▶ [Task goal]
Gather every line of the entries that includes the word "windshield".

▶ [Source material]
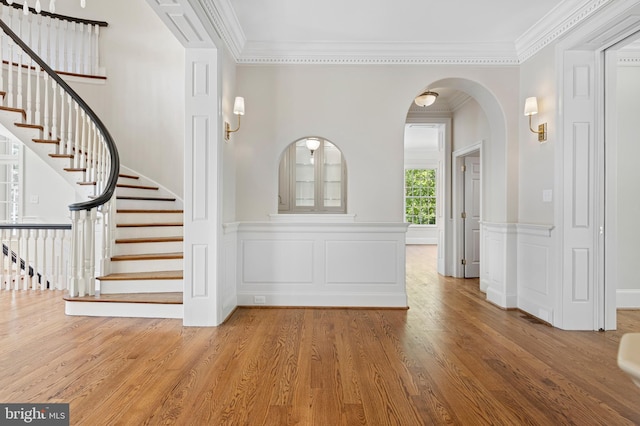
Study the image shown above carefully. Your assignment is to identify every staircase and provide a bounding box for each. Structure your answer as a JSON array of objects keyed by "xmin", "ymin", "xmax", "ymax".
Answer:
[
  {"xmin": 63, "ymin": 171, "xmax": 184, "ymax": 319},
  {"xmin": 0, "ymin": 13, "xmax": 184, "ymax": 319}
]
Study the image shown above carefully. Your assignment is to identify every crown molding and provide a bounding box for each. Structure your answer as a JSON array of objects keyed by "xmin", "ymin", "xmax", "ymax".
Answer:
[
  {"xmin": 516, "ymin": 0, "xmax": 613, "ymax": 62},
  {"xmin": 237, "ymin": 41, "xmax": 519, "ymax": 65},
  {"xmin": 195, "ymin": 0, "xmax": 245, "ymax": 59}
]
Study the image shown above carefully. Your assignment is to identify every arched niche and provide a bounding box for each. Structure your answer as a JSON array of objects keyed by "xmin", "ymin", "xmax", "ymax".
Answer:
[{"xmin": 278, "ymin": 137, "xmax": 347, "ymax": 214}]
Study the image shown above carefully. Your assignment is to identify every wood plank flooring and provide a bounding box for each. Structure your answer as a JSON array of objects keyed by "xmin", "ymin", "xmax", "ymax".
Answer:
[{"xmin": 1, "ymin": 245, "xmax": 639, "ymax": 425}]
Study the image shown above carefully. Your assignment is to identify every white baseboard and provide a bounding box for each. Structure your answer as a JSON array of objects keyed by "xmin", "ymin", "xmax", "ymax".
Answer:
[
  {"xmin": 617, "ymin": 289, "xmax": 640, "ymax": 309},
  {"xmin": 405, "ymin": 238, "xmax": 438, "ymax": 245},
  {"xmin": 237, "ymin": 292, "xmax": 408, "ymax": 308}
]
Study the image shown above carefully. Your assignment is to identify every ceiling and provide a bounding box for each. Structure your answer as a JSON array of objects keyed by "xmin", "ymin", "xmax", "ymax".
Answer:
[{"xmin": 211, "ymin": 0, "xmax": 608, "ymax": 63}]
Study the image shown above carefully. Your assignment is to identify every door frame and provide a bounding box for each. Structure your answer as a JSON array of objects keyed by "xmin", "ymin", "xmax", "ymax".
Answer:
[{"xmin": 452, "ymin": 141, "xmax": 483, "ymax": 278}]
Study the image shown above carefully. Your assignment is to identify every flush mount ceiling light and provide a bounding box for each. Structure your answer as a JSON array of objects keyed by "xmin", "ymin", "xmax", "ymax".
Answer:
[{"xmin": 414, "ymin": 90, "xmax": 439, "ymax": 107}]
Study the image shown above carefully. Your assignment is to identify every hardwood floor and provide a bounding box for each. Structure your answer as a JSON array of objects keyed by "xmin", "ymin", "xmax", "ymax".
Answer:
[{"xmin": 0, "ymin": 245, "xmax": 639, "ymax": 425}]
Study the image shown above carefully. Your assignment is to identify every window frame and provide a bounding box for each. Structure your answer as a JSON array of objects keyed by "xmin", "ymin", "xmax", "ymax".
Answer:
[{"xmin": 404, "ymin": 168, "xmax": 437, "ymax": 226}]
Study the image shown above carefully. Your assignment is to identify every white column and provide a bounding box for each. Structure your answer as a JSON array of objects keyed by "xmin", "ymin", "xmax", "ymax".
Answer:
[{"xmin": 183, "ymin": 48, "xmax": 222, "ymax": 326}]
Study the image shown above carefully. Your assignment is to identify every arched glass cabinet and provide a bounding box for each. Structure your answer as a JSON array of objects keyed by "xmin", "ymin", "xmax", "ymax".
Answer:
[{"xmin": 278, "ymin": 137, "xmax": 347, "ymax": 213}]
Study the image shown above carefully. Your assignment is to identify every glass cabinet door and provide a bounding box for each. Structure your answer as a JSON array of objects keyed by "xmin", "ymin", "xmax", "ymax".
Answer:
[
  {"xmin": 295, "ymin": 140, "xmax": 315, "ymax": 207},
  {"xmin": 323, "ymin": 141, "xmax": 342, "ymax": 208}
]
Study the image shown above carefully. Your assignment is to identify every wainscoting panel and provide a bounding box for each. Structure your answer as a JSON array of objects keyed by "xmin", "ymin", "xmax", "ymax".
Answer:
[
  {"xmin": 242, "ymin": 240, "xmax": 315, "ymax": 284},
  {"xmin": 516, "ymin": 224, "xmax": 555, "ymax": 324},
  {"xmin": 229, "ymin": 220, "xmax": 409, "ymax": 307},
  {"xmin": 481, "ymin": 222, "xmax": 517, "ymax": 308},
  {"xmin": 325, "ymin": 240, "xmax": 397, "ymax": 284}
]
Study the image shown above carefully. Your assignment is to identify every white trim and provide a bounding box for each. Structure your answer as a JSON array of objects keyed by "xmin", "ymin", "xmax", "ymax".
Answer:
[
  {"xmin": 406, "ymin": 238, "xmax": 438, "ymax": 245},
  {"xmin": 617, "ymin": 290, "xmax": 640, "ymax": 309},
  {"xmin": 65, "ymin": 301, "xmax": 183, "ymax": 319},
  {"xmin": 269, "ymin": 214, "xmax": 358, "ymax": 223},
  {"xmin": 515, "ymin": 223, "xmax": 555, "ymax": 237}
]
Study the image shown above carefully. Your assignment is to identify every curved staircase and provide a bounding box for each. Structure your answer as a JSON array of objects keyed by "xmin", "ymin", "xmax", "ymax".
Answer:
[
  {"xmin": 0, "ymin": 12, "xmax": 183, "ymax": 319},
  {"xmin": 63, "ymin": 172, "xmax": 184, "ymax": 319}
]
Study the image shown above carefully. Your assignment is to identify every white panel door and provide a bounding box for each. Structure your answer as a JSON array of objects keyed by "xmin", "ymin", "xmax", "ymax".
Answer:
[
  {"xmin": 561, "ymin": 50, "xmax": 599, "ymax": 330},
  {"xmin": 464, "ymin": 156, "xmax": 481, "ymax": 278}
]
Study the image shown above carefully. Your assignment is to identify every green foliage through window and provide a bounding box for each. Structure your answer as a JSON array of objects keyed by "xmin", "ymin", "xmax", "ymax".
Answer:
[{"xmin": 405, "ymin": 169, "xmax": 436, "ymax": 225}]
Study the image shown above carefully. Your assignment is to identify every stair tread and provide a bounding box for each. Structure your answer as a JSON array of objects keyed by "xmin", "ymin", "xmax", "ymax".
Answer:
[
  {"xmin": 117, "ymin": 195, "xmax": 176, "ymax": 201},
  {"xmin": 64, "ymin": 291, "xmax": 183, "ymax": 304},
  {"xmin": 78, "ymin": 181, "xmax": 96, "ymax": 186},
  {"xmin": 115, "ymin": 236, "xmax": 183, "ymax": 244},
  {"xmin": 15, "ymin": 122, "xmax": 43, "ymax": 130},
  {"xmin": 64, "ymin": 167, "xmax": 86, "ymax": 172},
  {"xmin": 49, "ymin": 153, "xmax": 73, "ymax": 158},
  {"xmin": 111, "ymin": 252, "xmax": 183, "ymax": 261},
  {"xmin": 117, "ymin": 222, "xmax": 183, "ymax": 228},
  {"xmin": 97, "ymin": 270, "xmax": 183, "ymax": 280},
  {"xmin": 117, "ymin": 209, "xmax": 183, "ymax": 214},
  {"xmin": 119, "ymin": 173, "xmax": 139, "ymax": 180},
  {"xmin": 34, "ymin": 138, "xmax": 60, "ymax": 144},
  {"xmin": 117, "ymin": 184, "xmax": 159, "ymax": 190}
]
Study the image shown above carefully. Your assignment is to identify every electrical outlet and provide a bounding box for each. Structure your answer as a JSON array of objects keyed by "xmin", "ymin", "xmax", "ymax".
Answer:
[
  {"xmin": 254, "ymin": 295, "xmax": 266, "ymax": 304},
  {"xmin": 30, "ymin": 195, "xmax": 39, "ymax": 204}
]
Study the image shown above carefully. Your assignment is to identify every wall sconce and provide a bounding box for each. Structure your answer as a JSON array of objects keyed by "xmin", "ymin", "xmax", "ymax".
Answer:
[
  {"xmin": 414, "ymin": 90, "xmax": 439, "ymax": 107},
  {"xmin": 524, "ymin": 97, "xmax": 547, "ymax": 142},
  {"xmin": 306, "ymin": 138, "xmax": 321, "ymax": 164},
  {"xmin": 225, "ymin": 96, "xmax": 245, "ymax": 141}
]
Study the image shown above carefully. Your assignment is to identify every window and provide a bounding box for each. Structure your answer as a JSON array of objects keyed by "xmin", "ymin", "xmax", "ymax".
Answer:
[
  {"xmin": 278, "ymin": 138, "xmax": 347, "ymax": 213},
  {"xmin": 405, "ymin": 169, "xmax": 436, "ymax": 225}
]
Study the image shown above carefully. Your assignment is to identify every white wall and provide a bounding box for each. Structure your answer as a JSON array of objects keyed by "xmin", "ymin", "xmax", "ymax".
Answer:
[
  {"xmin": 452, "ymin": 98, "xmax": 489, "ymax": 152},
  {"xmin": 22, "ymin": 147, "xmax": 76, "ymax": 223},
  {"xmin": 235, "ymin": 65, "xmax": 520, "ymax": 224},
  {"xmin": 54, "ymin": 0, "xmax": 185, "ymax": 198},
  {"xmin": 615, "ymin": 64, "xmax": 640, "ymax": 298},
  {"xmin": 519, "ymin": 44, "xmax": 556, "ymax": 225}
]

==

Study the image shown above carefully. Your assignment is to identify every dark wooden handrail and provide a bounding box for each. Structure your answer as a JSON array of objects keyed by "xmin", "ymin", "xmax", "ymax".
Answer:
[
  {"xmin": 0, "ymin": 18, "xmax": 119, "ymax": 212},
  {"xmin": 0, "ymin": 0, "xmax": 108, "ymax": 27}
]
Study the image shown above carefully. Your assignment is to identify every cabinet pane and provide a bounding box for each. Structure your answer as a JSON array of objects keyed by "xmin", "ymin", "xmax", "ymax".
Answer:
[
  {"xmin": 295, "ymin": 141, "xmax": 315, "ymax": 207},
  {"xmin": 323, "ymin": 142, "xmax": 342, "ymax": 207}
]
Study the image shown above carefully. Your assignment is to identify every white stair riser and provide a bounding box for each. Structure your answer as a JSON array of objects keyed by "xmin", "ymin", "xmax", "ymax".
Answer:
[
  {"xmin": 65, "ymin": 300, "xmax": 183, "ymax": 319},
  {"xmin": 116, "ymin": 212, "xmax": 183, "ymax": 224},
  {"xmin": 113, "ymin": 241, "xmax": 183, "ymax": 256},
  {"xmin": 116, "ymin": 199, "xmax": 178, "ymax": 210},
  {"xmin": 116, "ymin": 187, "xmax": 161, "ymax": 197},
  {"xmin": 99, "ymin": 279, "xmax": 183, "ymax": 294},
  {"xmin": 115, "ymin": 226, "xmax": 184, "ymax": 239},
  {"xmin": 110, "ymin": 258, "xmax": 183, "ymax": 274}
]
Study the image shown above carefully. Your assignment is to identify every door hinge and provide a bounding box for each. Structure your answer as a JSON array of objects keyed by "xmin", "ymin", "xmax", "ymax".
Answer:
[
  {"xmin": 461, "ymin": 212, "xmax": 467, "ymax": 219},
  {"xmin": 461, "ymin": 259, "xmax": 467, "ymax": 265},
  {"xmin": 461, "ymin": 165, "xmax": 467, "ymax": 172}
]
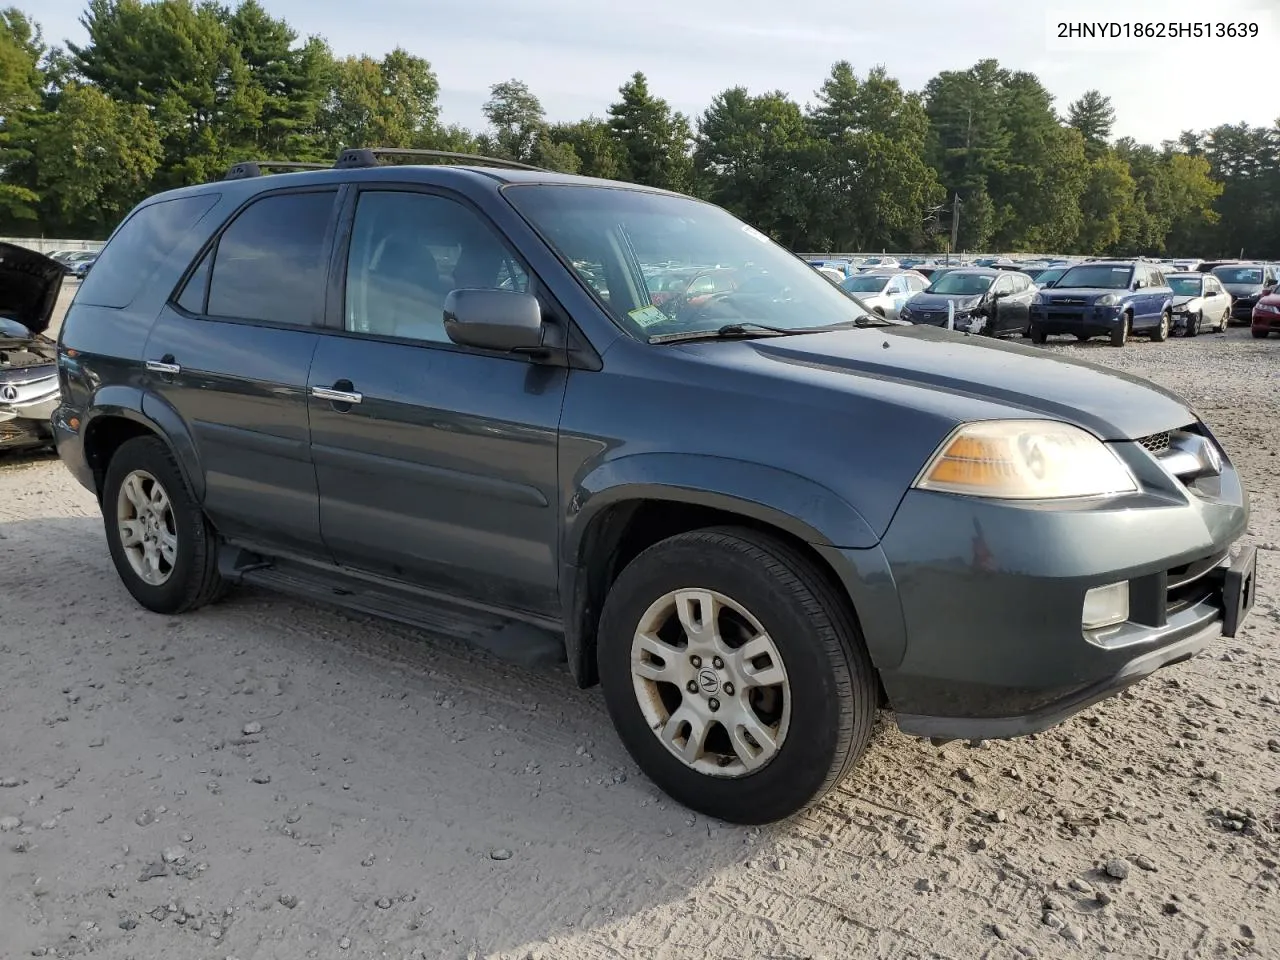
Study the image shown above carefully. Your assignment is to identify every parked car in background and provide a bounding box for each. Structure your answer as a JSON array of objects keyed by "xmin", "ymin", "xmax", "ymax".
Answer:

...

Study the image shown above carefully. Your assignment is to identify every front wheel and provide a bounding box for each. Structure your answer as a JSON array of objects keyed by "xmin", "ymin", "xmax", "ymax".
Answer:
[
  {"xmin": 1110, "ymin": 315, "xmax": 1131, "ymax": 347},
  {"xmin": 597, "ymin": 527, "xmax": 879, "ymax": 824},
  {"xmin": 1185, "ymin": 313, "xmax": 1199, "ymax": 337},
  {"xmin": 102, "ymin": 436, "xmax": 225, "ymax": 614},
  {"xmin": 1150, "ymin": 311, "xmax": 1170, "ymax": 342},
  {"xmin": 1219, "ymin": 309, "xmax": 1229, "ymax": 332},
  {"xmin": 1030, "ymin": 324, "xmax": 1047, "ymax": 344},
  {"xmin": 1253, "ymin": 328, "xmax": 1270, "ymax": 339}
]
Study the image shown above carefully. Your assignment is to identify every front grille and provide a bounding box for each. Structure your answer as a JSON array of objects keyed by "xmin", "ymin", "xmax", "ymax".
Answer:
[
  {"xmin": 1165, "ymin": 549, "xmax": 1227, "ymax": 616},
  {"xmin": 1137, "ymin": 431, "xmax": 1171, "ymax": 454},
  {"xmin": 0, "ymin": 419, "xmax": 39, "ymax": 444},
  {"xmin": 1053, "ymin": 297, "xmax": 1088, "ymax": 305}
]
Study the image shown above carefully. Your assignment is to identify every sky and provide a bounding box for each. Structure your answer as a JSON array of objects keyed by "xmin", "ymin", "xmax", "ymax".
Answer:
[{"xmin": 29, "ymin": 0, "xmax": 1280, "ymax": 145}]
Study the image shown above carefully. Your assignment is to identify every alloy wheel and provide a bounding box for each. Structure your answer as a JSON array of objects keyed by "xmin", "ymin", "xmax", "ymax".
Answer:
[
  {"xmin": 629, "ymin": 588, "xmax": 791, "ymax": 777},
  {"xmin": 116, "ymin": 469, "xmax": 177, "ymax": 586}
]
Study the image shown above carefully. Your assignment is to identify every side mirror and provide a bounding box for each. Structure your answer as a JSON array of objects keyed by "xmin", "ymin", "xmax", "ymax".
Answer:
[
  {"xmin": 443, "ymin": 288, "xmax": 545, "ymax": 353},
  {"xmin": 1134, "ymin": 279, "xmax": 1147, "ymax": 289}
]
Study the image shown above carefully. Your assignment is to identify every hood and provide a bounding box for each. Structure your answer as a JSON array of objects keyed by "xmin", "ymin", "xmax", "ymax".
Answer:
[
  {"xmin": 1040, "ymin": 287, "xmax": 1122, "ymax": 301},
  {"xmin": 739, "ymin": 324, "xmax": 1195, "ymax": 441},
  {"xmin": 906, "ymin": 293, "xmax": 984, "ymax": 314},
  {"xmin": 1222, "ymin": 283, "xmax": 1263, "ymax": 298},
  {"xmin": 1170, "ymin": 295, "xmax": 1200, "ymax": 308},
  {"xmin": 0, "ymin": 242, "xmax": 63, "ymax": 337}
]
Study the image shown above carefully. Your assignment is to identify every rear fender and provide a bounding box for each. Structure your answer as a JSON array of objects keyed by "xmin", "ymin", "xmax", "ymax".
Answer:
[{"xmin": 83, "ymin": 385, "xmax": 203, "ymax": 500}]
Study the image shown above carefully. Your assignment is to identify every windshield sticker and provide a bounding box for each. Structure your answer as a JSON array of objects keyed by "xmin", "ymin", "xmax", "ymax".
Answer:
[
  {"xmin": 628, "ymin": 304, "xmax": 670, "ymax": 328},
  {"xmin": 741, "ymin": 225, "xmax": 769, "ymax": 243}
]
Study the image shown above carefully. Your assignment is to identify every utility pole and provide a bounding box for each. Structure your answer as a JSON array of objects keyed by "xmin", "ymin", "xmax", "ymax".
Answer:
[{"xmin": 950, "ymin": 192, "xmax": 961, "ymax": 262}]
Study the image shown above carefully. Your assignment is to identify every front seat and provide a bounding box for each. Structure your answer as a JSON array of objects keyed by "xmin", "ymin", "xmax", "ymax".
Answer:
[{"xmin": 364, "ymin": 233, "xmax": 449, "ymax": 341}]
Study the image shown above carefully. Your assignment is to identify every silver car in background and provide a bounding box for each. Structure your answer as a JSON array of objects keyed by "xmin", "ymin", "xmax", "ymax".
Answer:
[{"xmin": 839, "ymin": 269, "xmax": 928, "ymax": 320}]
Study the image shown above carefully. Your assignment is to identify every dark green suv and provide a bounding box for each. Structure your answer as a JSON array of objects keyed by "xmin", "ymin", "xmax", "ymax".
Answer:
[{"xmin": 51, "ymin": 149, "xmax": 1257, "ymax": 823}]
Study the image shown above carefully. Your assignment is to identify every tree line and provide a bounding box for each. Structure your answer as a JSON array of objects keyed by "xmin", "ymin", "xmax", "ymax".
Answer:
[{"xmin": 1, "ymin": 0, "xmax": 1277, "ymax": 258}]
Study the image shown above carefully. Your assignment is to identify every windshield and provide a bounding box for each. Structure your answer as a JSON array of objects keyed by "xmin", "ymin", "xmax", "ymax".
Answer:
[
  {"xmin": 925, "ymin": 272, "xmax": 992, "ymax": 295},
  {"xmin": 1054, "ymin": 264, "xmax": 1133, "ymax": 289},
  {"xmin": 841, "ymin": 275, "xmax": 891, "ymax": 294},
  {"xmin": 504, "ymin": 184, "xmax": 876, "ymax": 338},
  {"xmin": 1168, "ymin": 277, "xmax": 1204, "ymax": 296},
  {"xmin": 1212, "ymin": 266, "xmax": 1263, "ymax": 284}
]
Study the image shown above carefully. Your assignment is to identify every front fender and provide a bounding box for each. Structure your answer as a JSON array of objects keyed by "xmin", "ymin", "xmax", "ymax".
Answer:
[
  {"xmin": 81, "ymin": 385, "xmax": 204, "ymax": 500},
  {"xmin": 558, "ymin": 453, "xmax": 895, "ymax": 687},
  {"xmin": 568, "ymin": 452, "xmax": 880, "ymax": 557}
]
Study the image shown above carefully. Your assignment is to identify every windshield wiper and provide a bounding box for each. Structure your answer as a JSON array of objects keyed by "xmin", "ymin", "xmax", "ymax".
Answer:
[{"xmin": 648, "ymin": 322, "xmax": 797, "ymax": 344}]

▶ [Response below]
Study the image shown above carefully. Your assignment is to identify every windshield sticker and provide a bounding box for each. Structure your answer as a JSON array of objects keyed by "xmin", "ymin", "xmax", "ymax".
Study the image shown above carefully. Your assignment is to identify every windshield and provide a bounding box for each. Structure your answer as a JSON array of objects keyed by "xmin", "ymin", "xmax", "ymax".
Study the image shown above carefully. Your assignment is to identify every windshield wiper and provide a bounding box for each. Structure your answer as a JSON array of objects keyed by "xmin", "ymin", "xmax", "ymax".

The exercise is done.